▶ _REQUIRED TASK 1_: In the text on Philippine fisheries, by how much do municipal vessels outnumber commercial vessels at the latest estimate?
▶ _REQUIRED TASK 2_: From the text on Philippine fisheries, write out the stretch from "The prominence of" through "municipal fishers in the Philippines.".

▶ _READING TEXT_:
============================================================

Over the two decades that these policies have been in place, the structure and relative importance in terms of volume and value of municipal and commercial fisheries has shifted. In 2001, municipal and commercial fishers each represented about 31% of the fishery sector in the Philippines [2]. Commercial fishers dominated the Philippines tuna sector in 2001, catching over 60% of reported tuna across all species [18]. By 2019, the municipal catch dominated the fishery sector both in terms of volume (969k metric tons vs. 932k metric tons) and value (90.96B PhP vs. 63.48B PhP) [19]. At the latest estimate, municipal vessels outnumber commercial vessels by more than 30:1 [1].

The prominence of municipal fishers motivates the development and implementation of traceability systems accessible to these actors to better monitor and manage yellowfin tuna fishery health as well as the livelihoods of municipal fishers [14]. Additionally, while municipal fishers have increased the volume and value of their catch to a greater degree than commercial fishers over the last 2 decades, commercial fishers dominate the yellowfin tuna catch in the Philippines [20]. In 2019, commercial fishers caught nearly twice as much yellowfin tuna as municipal fishers, and have been suspected and accused of poaching yellowfin, particularly in Lagonoy Gulf, for many years [20,21]. These issues further underscore the importance of good quality catch data, particularly regarding yellowfin tuna catches from municipal fishers in the Philippines.

This work aims to contribute to the ongoing effort to improve the deployment of traceability as a tool to enhance the equity and sustainability of fishery policy, particularly for small-scale, near-shore actors, such as the municipal yellowfin tuna fishers in the Philippines. We address this objective through the following research questions: What is the cost and efficacy of the current model of centralized catch data capture and management? What are potential explanations for different data capture rates over time, both between fisheries and between fishers? How could a democratized model of direct data capture and incentivization facilitated by mobile technology change the economics and efficacy of traceability adoption compared to the baseline centralized model? Why might one model or the other be preferable to near-shore stakeholders and/or downstream actors in the supply chain?

============================================================

▶ _EXTRACTED INFORMATION_:

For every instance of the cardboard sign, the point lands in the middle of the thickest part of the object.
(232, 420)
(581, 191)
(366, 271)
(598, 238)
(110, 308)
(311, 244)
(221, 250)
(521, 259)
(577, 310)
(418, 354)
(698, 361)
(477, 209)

============================================================

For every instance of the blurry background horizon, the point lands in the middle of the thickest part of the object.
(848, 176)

============================================================

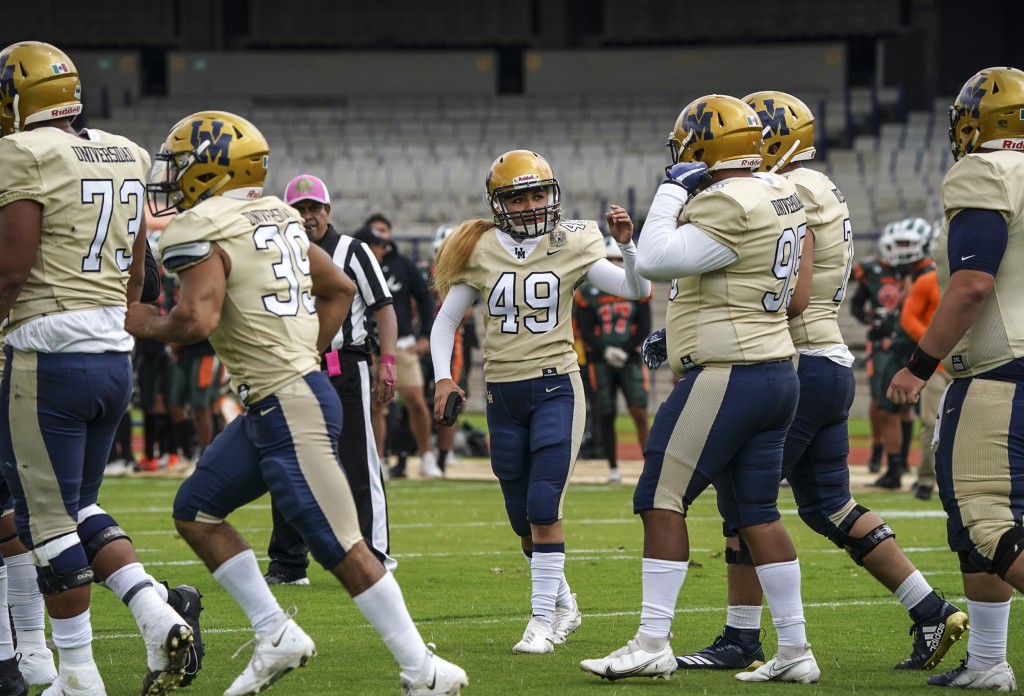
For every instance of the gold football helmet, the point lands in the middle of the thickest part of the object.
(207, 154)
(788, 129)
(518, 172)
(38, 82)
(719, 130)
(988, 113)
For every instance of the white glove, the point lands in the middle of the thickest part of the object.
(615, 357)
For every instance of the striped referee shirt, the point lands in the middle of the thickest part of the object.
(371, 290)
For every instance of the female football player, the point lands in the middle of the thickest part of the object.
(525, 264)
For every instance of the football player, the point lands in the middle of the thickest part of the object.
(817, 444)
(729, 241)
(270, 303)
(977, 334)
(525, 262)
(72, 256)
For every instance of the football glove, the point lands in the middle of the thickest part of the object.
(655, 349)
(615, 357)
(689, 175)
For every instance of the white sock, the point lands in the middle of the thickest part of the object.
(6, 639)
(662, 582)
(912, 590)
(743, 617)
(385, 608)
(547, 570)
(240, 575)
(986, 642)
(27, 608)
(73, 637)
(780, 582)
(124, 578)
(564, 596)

============================================================

▶ _CORRECT RESPONSE 1_: By more than 30:1.

▶ _CORRECT RESPONSE 2_:
The prominence of municipal fishers motivates the development and implementation of traceability systems accessible to these actors to better monitor and manage yellowfin tuna fishery health as well as the livelihoods of municipal fishers [14]. Additionally, while municipal fishers have increased the volume and value of their catch to a greater degree than commercial fishers over the last 2 decades, commercial fishers dominate the yellowfin tuna catch in the Philippines [20]. In 2019, commercial fishers caught nearly twice as much yellowfin tuna as municipal fishers, and have been suspected and accused of poaching yellowfin, particularly in Lagonoy Gulf, for many years [20,21]. These issues further underscore the importance of good quality catch data, particularly regarding yellowfin tuna catches from municipal fishers in the Philippines.